P(A|B)=(P(A∩B))/(P(B))および
P(B|A)=(P(A∩B))/(P(A))
ここにおいて、P(A|B)は、光子がすでにボブの側において検出されたときの、アリスの検出構成において光子を検出する確率、P(B|A)は、光子がすでにアリスの側において検出されたときの、ボブの検出構成において光子を検出する確率であり、P(B)は、ボブの検出構成において光子を検出する確率、そして、P(A)は、アリスの検出構成において光子を検出する確率であり、P(A∩B)は、アリスの側とボブの側において光子を検出する確率であり、これらの最後の3つの確率は、上記において前述したようにして計算される。
【0043】
アリスの測定ベースは、この例の目的のために、より大きなパルス幅に対応しているので、P(A|B)>P(B|A)である。従って、パブリックチャネル上では、アリスとボブにより公表された参照指標から、A>Bと決定できる。
【0044】
ここにおいて記述されている方法とシステムは、計算されるプライベート情報が各当事者により局所的に測定ベースに変換されるので、当事者間の無条件に安全が保障されたプライベート計算を実行できる。計算の間に、光パルスのシーケンスにおいて各当事者にもつれ光子が送られるので、各当事者は、自身の測定ベースを使用して、各光子の状態を独立して測定できる。そして各当事者は、目標の状態が検出されたパルスの指標を公表できる。各当事者の指標の相関関係を比較することにより、秘密/プライベート情報を決して開示することなく計算プロセスが完了する。これは本発明の方法を、プライベート情報がローカルホストからネットワークへ直接的にも、または、暗号化された状態でも離れることがないので、暗号化プロトコルに対する攻撃に対して耐性を有するようにする。
【0045】
追加的に、本発明のシステムと方法は、複数の正直な通信当事者、如何なる種類の正直な通信当事者、または追加的当事者に対する必要性が全くなしに真のプライベート保護計算を達成する。本発明はまた、如何なる当事者からのだましの確率をほぼゼロに最小化する。システムと方法は、計算プールにおける如何なる当事者にも、計算プールの外部の他の誰にも情報がまったく開示されない、複数の通信当事者に対するプライベート保護計算を提供するように更に拡張できる。
【0046】
このプロトコルにおいては、パブリックチャネルにおいて如何なる種類の暗号化データとしてもプライベート情報は開示されない。従って、プロトコルに対する意味のある攻撃は、通信プール内の不正行為を行う当事者からのみしかあり得ない。下記に攻撃モデルを記述し、システムを無条件に安全を保障するための設計必要条件を特定する。

——————————

→ **指示 A**:
下に続く行のうち、「fence in the photo above.」を含む行から最後の行までを、両端も含めて一字一句そのまま書き写してもらえますか？

——————————

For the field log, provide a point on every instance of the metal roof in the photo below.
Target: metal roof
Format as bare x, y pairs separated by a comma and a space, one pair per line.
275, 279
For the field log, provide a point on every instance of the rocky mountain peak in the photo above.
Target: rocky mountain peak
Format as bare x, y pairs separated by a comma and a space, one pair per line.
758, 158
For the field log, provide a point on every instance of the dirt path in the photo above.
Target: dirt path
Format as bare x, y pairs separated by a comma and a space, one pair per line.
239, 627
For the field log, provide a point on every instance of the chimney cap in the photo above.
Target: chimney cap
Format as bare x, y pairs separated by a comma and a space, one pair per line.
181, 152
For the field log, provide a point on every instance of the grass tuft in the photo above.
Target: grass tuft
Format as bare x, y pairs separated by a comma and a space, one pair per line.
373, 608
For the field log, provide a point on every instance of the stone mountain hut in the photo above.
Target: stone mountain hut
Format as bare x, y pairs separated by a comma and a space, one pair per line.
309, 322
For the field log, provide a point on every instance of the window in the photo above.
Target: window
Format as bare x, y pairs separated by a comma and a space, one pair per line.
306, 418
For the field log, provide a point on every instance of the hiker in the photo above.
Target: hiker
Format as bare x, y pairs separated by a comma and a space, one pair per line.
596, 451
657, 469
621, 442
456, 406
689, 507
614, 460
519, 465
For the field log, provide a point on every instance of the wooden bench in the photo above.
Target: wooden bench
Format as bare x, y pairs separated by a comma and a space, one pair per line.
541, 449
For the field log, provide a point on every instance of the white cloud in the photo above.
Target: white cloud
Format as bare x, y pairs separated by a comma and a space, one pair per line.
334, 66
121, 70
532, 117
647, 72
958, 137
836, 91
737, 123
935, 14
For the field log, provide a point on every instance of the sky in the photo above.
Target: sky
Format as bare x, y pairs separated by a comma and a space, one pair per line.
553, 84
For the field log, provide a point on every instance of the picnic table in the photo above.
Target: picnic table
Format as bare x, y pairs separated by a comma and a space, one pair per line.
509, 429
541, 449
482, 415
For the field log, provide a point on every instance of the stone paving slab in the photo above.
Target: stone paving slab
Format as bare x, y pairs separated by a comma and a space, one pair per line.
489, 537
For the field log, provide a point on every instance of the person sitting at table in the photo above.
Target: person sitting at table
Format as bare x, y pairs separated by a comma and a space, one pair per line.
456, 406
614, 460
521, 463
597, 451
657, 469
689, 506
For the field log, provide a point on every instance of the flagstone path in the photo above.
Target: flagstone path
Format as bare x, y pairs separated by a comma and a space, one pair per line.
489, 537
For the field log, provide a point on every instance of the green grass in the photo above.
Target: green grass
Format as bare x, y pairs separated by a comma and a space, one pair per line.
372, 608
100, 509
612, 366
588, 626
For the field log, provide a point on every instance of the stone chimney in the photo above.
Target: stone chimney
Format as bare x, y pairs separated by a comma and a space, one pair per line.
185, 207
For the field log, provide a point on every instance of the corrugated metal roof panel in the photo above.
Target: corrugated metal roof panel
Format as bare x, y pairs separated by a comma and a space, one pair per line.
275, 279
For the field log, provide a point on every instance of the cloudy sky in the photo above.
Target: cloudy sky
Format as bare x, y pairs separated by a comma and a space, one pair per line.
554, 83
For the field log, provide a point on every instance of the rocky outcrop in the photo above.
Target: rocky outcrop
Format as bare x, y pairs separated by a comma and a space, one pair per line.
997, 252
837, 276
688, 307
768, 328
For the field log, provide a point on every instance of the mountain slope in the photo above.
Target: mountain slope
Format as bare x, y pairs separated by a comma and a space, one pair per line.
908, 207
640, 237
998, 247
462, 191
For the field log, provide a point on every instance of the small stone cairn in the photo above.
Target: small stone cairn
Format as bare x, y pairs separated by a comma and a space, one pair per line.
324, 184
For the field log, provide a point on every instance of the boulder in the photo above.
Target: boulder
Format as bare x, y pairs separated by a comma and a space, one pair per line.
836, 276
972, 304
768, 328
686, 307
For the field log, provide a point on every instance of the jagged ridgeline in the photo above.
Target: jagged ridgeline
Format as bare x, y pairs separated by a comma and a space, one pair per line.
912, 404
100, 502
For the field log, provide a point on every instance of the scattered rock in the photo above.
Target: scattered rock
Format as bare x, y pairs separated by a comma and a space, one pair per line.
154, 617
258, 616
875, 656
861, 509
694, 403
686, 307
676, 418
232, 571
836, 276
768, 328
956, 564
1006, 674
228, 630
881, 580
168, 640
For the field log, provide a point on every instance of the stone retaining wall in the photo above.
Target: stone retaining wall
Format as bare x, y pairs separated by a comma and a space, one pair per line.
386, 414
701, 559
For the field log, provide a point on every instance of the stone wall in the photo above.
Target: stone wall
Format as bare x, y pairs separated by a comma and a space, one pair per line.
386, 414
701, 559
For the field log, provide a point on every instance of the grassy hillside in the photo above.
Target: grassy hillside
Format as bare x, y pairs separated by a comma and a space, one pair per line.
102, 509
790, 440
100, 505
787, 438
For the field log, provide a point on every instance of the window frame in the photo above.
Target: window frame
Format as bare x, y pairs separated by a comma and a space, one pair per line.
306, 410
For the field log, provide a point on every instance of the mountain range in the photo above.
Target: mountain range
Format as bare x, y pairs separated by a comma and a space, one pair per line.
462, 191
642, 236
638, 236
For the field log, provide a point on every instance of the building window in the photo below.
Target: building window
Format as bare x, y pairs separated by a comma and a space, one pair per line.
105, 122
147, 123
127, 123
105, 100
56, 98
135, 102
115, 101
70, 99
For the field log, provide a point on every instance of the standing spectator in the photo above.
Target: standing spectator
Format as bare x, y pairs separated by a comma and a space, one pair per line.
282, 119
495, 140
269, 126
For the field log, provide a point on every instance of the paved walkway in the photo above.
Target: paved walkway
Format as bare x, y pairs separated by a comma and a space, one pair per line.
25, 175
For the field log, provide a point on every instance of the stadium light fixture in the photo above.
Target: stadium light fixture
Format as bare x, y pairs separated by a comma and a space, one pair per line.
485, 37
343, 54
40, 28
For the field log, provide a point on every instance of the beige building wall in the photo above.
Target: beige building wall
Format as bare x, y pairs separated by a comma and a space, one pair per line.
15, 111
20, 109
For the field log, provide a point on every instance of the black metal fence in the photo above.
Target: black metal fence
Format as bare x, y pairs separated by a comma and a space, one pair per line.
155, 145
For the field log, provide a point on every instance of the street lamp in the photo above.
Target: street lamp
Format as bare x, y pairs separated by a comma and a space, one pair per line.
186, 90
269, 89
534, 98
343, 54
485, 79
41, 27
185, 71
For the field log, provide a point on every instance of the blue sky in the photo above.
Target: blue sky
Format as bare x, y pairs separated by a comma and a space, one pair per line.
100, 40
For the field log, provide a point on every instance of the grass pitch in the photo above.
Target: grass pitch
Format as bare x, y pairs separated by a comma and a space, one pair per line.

——————————

→ **指示 B**:
量子もつれ光子を用いたプライベート計算に関する上の引用文を、最後の文の続きから書き進めてもらえますか？

→ **期待される出力 A**:
For the field log, provide a point on every instance of the black metal fence in the photo above.
Target: black metal fence
Format as bare x, y pairs separated by a comma and a space, one pair per line.
155, 145
For the field log, provide a point on every instance of the street lamp in the photo above.
Target: street lamp
Format as bare x, y pairs separated by a comma and a space, one pair per line.
186, 90
269, 89
534, 98
343, 54
485, 79
41, 27
185, 71
For the field log, provide a point on every instance of the blue sky in the photo above.
Target: blue sky
Format as bare x, y pairs separated by a comma and a space, one pair per line.
100, 40
For the field log, provide a point on every instance of the grass pitch in the photo above.
Target: grass pitch
Format as bare x, y pairs separated by a comma and a space, one pair per line.

→ **期待される出力 B**:
攻撃1:ボブのローカルホストにおいて、彼のプライベート情報に対応する量子MUBを用意する代わりに、彼は、光をk個の部分に分割するビームスプリッタ(BS)を使用し、そして、すべての所与のk個のMUBを同時に測定するために、k個の単一光子検出器を使用する。そのため、正しいMUBにおいて検出されると予期されるN個の光子がある場合、この攻撃は、ボブが光の1部分当たりN/k個の光子を検出することを可能にする。この攻撃は、ボブが各チャネルにおいて取得したREF IDの、アリスによるそれらとの相関関係を計算することにより、ボブがアリスの測定ベースについての情報を得ること、そしてそのため、彼女のプライベート情報を得ることを可能にできる。システムをこのタイプの攻撃からの安全を保障するためには、MUBのサイズは、N/kがほぼ1以下となるように、または、アリスとボブによるRED IDの相関関係が、信頼性を有して導出できないように十分に大きくすべきである。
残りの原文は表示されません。